Could you retype all of the entries below word for word?

☆ ☆ ☆ ☆

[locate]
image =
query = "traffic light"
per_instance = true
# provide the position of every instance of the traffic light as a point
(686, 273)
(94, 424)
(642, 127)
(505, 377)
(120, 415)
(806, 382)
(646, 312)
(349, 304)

☆ ☆ ☆ ☆

• [Exercise answer]:
[locate]
image =
query = "traffic light"
per_instance = true
# provide the position of every instance of the traffic light as a point
(686, 273)
(94, 424)
(642, 127)
(505, 377)
(120, 415)
(806, 382)
(646, 312)
(349, 304)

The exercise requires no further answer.